# Problem:
Copy the following data exactly and drop the pictures.

(Referring expression pointing data)

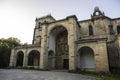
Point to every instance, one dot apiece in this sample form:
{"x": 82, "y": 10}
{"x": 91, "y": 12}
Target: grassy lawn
{"x": 99, "y": 76}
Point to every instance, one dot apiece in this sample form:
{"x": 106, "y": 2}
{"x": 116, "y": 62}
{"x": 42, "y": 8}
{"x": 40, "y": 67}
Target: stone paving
{"x": 17, "y": 74}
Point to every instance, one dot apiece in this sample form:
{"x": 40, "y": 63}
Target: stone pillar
{"x": 25, "y": 60}
{"x": 101, "y": 57}
{"x": 12, "y": 62}
{"x": 43, "y": 61}
{"x": 71, "y": 39}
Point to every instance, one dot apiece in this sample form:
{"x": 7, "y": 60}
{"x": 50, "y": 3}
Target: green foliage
{"x": 5, "y": 50}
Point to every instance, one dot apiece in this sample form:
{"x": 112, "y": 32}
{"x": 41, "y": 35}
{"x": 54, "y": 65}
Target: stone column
{"x": 43, "y": 62}
{"x": 11, "y": 64}
{"x": 101, "y": 57}
{"x": 25, "y": 60}
{"x": 71, "y": 39}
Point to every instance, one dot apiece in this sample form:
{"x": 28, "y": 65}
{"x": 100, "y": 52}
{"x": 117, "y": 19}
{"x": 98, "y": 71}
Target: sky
{"x": 17, "y": 17}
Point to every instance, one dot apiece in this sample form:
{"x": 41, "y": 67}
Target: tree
{"x": 5, "y": 50}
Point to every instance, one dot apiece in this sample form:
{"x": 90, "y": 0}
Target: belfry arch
{"x": 86, "y": 59}
{"x": 20, "y": 57}
{"x": 58, "y": 42}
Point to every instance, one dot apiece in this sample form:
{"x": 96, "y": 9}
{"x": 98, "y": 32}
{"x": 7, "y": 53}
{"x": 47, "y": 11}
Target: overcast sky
{"x": 17, "y": 17}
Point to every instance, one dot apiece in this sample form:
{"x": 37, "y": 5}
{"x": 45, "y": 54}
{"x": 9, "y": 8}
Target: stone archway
{"x": 86, "y": 55}
{"x": 51, "y": 60}
{"x": 58, "y": 42}
{"x": 20, "y": 56}
{"x": 33, "y": 58}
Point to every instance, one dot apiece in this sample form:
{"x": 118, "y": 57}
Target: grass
{"x": 99, "y": 76}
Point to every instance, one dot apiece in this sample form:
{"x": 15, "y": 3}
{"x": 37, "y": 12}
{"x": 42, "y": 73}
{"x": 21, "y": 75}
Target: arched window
{"x": 118, "y": 29}
{"x": 90, "y": 30}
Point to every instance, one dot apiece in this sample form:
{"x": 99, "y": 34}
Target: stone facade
{"x": 91, "y": 45}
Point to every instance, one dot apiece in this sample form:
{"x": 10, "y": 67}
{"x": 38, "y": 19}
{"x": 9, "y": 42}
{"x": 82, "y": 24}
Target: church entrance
{"x": 20, "y": 56}
{"x": 33, "y": 58}
{"x": 87, "y": 61}
{"x": 58, "y": 42}
{"x": 65, "y": 63}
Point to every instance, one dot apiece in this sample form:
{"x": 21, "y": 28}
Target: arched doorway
{"x": 87, "y": 61}
{"x": 58, "y": 42}
{"x": 118, "y": 29}
{"x": 51, "y": 60}
{"x": 33, "y": 58}
{"x": 20, "y": 56}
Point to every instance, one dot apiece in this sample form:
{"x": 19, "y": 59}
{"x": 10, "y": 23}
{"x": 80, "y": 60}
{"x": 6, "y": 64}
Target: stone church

# Solution for this problem:
Point to every instance, one dot apiece in this sample form:
{"x": 82, "y": 10}
{"x": 91, "y": 12}
Target: grassy lawn
{"x": 99, "y": 76}
Point to every instance, one dot apiece in this sample form:
{"x": 106, "y": 2}
{"x": 116, "y": 62}
{"x": 42, "y": 8}
{"x": 40, "y": 67}
Target: stone paving
{"x": 17, "y": 74}
Point to every instance, one dot apiece in this sample form:
{"x": 40, "y": 63}
Target: stone pillar
{"x": 25, "y": 60}
{"x": 101, "y": 57}
{"x": 12, "y": 62}
{"x": 43, "y": 61}
{"x": 71, "y": 39}
Point to every instance, one dot apiece in this sample form:
{"x": 7, "y": 60}
{"x": 50, "y": 3}
Target: green foliage
{"x": 5, "y": 50}
Point to every instance, one dot apiece in this sample form:
{"x": 112, "y": 32}
{"x": 41, "y": 35}
{"x": 54, "y": 65}
Target: stone column
{"x": 43, "y": 62}
{"x": 11, "y": 64}
{"x": 101, "y": 57}
{"x": 25, "y": 60}
{"x": 71, "y": 39}
Point to every instance, one dot apiece in this sample form:
{"x": 28, "y": 65}
{"x": 100, "y": 52}
{"x": 117, "y": 19}
{"x": 98, "y": 71}
Target: sky
{"x": 17, "y": 17}
Point to every instance, one dot apiece in this sample form:
{"x": 41, "y": 67}
Target: tree
{"x": 5, "y": 50}
Point to every instance, one dot apiece in this sample form:
{"x": 90, "y": 0}
Target: belfry arch
{"x": 86, "y": 59}
{"x": 20, "y": 57}
{"x": 58, "y": 42}
Point to every instance, one dot apiece in this sample form:
{"x": 96, "y": 9}
{"x": 98, "y": 32}
{"x": 7, "y": 53}
{"x": 47, "y": 11}
Target: overcast sky
{"x": 17, "y": 17}
Point to every instance, one dot apiece in this sample form:
{"x": 37, "y": 5}
{"x": 45, "y": 54}
{"x": 9, "y": 8}
Target: stone archway
{"x": 86, "y": 55}
{"x": 51, "y": 60}
{"x": 58, "y": 42}
{"x": 20, "y": 56}
{"x": 33, "y": 58}
Point to every instance, one dot apiece in this sample form:
{"x": 118, "y": 57}
Target: grass
{"x": 99, "y": 76}
Point to every instance, one dot apiece in this sample form:
{"x": 15, "y": 3}
{"x": 37, "y": 12}
{"x": 42, "y": 73}
{"x": 21, "y": 75}
Target: arched window
{"x": 118, "y": 29}
{"x": 90, "y": 30}
Point to every instance, one dot apiece in this sample form:
{"x": 99, "y": 34}
Target: stone facade
{"x": 91, "y": 45}
Point to every instance, one dot apiece in this sample form:
{"x": 10, "y": 67}
{"x": 38, "y": 19}
{"x": 9, "y": 42}
{"x": 82, "y": 24}
Target: church entrance
{"x": 20, "y": 56}
{"x": 33, "y": 58}
{"x": 87, "y": 61}
{"x": 58, "y": 42}
{"x": 65, "y": 63}
Point to every instance, one dot apiece in this sample form:
{"x": 21, "y": 28}
Target: arched doorway
{"x": 87, "y": 61}
{"x": 58, "y": 42}
{"x": 118, "y": 29}
{"x": 51, "y": 60}
{"x": 33, "y": 58}
{"x": 20, "y": 56}
Point to every instance, one dot apiece in this sample form:
{"x": 19, "y": 59}
{"x": 10, "y": 23}
{"x": 80, "y": 60}
{"x": 6, "y": 64}
Target: stone church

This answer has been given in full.